Actividad = Reproduce sin cambios una parte del fragmento sobre Philip K. Dick: empieza en las palabras que contienen "Philip K. Dick" y detente después de "prometedor Ridley Scott.".

Fragmento =
>>>
Philip K. Dick fue un adelantado a su tiempo, y como todos aquellos que son tildados de locos por compañeros más avezados en la materia, que confunden genialidad con delirio, el reconocimiento le llegó tras exhalar su último hálito de vida. Su legado, ninguneado en vida por ilustres literatos que consideraban la ciencia ficción un género menor, entretenimiento vacuo para el populacho, es inconmensurable y se erige como el pilar fundamental sobre el que se sustenta la literatura y el cine de ciencia ficción moderno. Philip K (indred) Dick fue un visionario, un enamorado del género que tuvo la suerte de ver materializada una de sus más febriles ensoñaciones. Poco antes de morir en marzo de 1982, pudo asistir a un montaje previo de la adaptación libre de su obra ¿Sueñan los androides con ovejas eléctricas?, realizada por un joven y prometedor Ridley Scott.
<<<
Datos registrados =
>>>
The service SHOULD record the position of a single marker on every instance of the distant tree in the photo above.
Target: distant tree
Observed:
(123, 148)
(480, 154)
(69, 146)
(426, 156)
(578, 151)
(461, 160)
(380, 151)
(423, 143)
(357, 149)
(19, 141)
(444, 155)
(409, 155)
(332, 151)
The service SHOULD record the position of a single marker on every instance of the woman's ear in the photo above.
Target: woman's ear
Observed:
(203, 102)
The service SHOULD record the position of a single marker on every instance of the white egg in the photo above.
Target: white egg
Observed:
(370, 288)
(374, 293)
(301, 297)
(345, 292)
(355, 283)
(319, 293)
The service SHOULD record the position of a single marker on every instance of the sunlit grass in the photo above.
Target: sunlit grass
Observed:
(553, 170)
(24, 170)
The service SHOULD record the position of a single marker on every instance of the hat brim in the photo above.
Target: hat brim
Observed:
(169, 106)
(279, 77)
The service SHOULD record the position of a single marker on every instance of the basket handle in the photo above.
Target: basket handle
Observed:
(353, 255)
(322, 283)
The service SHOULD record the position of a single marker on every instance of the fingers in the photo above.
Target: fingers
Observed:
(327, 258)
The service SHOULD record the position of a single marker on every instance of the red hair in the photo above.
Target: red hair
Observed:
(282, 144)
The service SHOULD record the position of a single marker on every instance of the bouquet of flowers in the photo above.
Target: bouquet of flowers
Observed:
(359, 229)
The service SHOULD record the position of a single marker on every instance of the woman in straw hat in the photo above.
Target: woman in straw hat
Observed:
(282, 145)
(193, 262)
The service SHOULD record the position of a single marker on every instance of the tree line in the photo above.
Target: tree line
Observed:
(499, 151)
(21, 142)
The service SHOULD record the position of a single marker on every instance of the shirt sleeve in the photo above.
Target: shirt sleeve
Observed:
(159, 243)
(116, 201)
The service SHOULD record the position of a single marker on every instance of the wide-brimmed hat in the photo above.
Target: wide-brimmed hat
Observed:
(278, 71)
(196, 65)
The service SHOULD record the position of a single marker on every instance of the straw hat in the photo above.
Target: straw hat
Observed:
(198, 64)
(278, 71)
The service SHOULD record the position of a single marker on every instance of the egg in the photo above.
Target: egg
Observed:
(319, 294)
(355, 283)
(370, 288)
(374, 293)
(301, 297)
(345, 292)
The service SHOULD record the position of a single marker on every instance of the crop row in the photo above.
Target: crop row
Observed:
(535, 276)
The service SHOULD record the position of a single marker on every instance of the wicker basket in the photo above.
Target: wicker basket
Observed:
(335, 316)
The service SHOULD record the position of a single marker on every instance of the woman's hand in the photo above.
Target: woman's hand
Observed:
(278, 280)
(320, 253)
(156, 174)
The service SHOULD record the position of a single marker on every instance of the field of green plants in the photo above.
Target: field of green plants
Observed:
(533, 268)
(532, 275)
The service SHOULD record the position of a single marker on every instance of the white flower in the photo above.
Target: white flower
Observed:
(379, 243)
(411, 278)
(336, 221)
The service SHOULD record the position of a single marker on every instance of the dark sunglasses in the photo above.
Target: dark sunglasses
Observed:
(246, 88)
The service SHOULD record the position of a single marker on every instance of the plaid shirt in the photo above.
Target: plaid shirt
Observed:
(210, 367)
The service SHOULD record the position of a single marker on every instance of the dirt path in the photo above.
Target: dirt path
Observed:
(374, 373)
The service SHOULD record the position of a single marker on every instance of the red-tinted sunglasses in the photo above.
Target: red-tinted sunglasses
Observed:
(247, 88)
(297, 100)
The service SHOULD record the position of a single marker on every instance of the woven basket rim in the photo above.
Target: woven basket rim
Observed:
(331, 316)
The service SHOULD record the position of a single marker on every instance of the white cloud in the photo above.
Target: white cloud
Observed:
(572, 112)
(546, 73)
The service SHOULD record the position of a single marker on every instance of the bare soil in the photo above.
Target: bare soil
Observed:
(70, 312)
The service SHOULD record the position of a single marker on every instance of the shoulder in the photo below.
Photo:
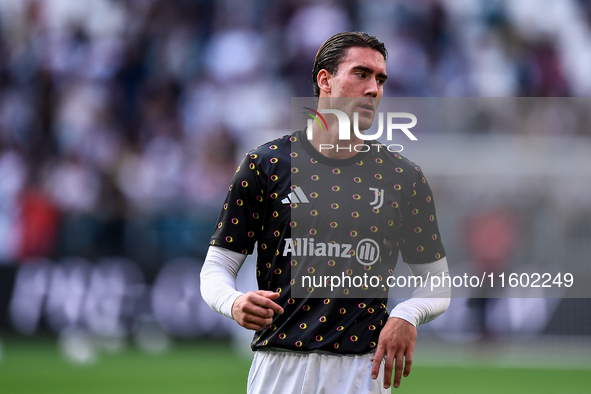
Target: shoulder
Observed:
(400, 164)
(272, 153)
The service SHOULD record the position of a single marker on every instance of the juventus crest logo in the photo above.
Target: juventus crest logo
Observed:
(379, 197)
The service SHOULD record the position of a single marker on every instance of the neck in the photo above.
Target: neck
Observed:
(327, 141)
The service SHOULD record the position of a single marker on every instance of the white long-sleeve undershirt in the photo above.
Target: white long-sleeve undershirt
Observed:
(218, 287)
(426, 303)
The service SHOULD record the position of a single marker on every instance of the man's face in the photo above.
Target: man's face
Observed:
(361, 74)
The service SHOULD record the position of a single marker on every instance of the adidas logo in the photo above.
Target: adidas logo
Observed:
(297, 196)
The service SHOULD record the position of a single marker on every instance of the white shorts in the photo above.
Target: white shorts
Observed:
(283, 372)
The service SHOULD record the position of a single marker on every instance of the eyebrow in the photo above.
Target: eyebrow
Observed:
(370, 71)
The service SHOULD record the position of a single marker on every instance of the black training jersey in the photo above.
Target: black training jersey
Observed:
(315, 218)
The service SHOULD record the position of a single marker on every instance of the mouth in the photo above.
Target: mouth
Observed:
(367, 106)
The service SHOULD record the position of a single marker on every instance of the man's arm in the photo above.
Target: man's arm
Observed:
(253, 310)
(398, 337)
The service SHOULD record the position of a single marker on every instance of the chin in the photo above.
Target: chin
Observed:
(365, 122)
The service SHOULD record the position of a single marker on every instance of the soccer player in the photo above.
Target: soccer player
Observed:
(314, 205)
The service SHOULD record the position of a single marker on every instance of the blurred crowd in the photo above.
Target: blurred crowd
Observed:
(122, 121)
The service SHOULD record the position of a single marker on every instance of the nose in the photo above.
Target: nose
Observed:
(372, 88)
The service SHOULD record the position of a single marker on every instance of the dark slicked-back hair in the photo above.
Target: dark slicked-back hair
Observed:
(332, 52)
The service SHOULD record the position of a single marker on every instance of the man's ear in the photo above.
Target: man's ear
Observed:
(324, 80)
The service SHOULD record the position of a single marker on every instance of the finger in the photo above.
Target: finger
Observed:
(267, 293)
(267, 303)
(388, 366)
(252, 326)
(398, 369)
(255, 310)
(377, 361)
(261, 322)
(408, 362)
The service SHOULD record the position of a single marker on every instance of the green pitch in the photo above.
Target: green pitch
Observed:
(36, 366)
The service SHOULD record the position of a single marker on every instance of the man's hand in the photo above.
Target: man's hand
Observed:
(397, 340)
(254, 310)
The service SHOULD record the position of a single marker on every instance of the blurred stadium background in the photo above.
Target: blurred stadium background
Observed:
(121, 124)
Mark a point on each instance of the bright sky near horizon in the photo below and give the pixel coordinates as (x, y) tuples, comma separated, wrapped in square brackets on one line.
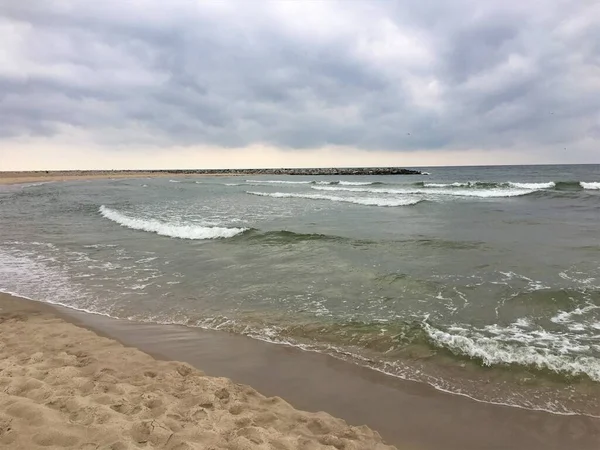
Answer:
[(226, 84)]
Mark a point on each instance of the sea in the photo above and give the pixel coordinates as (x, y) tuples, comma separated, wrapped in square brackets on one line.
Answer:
[(479, 281)]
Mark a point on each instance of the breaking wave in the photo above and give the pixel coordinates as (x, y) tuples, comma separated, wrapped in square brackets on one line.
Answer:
[(515, 344), (320, 182), (482, 193), (556, 185), (590, 185), (169, 229), (367, 201)]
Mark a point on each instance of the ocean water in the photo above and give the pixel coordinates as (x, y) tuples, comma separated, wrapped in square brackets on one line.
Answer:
[(481, 281)]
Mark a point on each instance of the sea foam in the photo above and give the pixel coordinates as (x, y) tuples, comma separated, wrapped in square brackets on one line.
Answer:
[(481, 193), (169, 229), (367, 201)]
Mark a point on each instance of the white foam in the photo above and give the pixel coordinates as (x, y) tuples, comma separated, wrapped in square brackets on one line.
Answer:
[(535, 186), (355, 183), (590, 185), (367, 201), (169, 229), (553, 351), (483, 193), (277, 182)]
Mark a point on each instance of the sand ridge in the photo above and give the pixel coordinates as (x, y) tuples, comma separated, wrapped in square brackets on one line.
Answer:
[(62, 386)]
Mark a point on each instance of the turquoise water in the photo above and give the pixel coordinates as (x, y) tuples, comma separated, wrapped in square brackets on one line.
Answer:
[(483, 281)]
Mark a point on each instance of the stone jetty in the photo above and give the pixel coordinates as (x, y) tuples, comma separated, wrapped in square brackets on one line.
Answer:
[(337, 171)]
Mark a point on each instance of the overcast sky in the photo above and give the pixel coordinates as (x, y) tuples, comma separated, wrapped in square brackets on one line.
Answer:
[(249, 83)]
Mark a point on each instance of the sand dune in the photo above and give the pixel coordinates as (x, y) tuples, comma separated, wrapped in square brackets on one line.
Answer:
[(62, 386)]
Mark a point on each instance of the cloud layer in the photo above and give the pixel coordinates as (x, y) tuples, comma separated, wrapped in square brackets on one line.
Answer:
[(392, 76)]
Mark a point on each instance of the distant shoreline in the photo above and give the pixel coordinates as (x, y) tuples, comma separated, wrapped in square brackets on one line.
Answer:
[(66, 175)]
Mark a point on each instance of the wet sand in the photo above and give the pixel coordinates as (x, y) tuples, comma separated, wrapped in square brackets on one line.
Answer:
[(409, 415), (42, 177), (62, 386)]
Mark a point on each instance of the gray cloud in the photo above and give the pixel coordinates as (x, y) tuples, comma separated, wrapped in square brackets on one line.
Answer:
[(372, 75)]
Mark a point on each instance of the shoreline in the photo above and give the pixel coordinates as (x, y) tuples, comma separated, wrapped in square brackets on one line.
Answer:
[(405, 413), (66, 386), (68, 175)]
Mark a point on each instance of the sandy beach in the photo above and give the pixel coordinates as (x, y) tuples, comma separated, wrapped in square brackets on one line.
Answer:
[(63, 386)]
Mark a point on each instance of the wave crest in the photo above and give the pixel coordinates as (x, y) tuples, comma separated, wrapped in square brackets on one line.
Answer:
[(366, 201), (195, 232)]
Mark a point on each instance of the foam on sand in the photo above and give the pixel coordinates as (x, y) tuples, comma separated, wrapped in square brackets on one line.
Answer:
[(66, 387), (167, 228)]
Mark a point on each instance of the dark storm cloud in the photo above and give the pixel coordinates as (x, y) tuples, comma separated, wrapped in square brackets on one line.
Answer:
[(372, 75)]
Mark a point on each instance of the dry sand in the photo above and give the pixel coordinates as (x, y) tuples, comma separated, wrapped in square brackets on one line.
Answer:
[(62, 386)]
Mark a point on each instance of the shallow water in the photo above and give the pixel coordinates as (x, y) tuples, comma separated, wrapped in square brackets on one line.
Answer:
[(463, 277)]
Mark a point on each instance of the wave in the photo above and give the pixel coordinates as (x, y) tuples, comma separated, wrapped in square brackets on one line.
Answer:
[(169, 229), (277, 182), (320, 182), (514, 345), (548, 185), (485, 184), (489, 193), (595, 185), (366, 201)]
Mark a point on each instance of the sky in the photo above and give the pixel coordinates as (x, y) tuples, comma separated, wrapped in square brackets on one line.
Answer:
[(155, 84)]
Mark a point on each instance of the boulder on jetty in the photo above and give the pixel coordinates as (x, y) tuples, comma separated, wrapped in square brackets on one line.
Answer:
[(306, 172)]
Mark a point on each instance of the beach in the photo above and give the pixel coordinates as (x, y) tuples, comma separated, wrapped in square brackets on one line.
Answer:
[(403, 304), (70, 379), (66, 387)]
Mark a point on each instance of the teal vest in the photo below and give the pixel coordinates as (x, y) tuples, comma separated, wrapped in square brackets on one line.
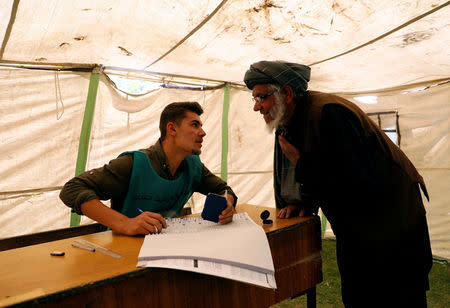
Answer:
[(150, 192)]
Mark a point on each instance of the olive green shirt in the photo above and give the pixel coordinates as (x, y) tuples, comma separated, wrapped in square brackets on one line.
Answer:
[(112, 180)]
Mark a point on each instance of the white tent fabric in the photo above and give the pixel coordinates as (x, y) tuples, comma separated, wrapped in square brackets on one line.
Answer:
[(374, 48)]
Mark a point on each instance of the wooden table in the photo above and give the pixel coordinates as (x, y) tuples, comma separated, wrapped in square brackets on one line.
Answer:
[(30, 276)]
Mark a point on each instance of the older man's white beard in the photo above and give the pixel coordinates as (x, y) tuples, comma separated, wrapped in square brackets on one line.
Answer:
[(277, 113)]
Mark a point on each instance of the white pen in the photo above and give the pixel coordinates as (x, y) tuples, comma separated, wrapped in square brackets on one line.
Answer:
[(83, 247)]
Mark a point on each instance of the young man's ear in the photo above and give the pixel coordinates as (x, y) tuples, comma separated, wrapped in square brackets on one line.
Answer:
[(287, 93)]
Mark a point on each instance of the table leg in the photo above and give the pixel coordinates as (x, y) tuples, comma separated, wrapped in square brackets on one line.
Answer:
[(311, 298)]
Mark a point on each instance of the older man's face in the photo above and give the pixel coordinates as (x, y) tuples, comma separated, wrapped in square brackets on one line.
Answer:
[(269, 104)]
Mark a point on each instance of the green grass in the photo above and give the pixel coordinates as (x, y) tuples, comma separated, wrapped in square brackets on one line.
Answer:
[(329, 291)]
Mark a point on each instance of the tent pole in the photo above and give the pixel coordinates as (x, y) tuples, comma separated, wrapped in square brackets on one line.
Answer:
[(85, 135), (226, 107)]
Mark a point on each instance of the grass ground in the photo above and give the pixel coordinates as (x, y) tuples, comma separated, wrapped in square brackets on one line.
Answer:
[(329, 292)]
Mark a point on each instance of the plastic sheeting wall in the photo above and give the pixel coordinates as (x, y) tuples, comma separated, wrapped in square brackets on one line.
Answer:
[(40, 129)]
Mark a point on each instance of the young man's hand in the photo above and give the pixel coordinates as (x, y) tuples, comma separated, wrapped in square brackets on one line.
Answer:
[(227, 214), (145, 223), (291, 211)]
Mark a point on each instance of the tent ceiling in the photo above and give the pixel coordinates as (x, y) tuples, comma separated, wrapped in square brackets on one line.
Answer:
[(230, 35)]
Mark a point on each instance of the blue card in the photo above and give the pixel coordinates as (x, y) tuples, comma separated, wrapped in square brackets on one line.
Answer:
[(214, 205)]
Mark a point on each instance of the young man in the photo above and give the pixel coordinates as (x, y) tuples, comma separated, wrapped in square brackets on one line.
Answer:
[(329, 153), (145, 186)]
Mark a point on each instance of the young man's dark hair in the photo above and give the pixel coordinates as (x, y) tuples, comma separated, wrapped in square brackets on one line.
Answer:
[(176, 112)]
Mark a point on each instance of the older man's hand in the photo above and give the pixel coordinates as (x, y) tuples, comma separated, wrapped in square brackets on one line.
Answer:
[(291, 152)]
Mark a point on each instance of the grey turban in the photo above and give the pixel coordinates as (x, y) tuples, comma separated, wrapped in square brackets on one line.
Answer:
[(278, 72)]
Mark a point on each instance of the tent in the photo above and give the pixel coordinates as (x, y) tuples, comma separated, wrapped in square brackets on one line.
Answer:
[(63, 110)]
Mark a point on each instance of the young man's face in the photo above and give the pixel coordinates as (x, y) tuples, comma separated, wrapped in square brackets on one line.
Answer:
[(190, 134)]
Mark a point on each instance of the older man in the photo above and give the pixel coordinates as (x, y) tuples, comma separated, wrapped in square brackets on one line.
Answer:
[(328, 153), (147, 185)]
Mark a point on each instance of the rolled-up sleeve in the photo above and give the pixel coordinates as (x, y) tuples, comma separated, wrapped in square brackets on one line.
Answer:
[(104, 183), (211, 183)]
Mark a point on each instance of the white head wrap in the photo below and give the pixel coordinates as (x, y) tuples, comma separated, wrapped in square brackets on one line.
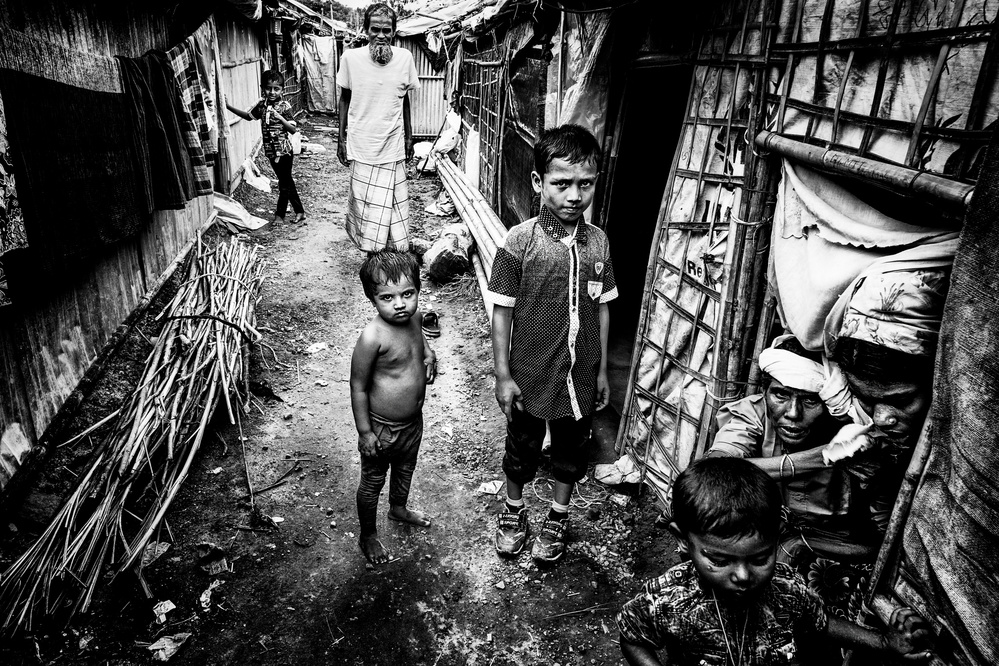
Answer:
[(791, 370), (826, 379)]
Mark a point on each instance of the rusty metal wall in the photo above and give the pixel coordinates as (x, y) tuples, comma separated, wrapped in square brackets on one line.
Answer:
[(48, 346), (428, 105), (242, 52)]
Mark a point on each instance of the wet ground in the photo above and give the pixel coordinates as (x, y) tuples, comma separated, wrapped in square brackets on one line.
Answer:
[(302, 593)]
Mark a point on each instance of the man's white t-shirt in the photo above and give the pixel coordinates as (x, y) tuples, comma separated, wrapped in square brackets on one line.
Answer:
[(375, 133)]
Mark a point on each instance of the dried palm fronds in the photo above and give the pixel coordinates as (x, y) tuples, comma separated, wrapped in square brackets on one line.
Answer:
[(141, 463)]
<<<
Resultado =
Philip K. Dick fue un adelantado a su tiempo, y como todos aquellos que son tildados de locos por compañeros más avezados en la materia, que confunden genialidad con delirio, el reconocimiento le llegó tras exhalar su último hálito de vida. Su legado, ninguneado en vida por ilustres literatos que consideraban la ciencia ficción un género menor, entretenimiento vacuo para el populacho, es inconmensurable y se erige como el pilar fundamental sobre el que se sustenta la literatura y el cine de ciencia ficción moderno. Philip K (indred) Dick fue un visionario, un enamorado del género que tuvo la suerte de ver materializada una de sus más febriles ensoñaciones. Poco antes de morir en marzo de 1982, pudo asistir a un montaje previo de la adaptación libre de su obra ¿Sueñan los androides con ovejas eléctricas?, realizada por un joven y prometedor Ridley Scott.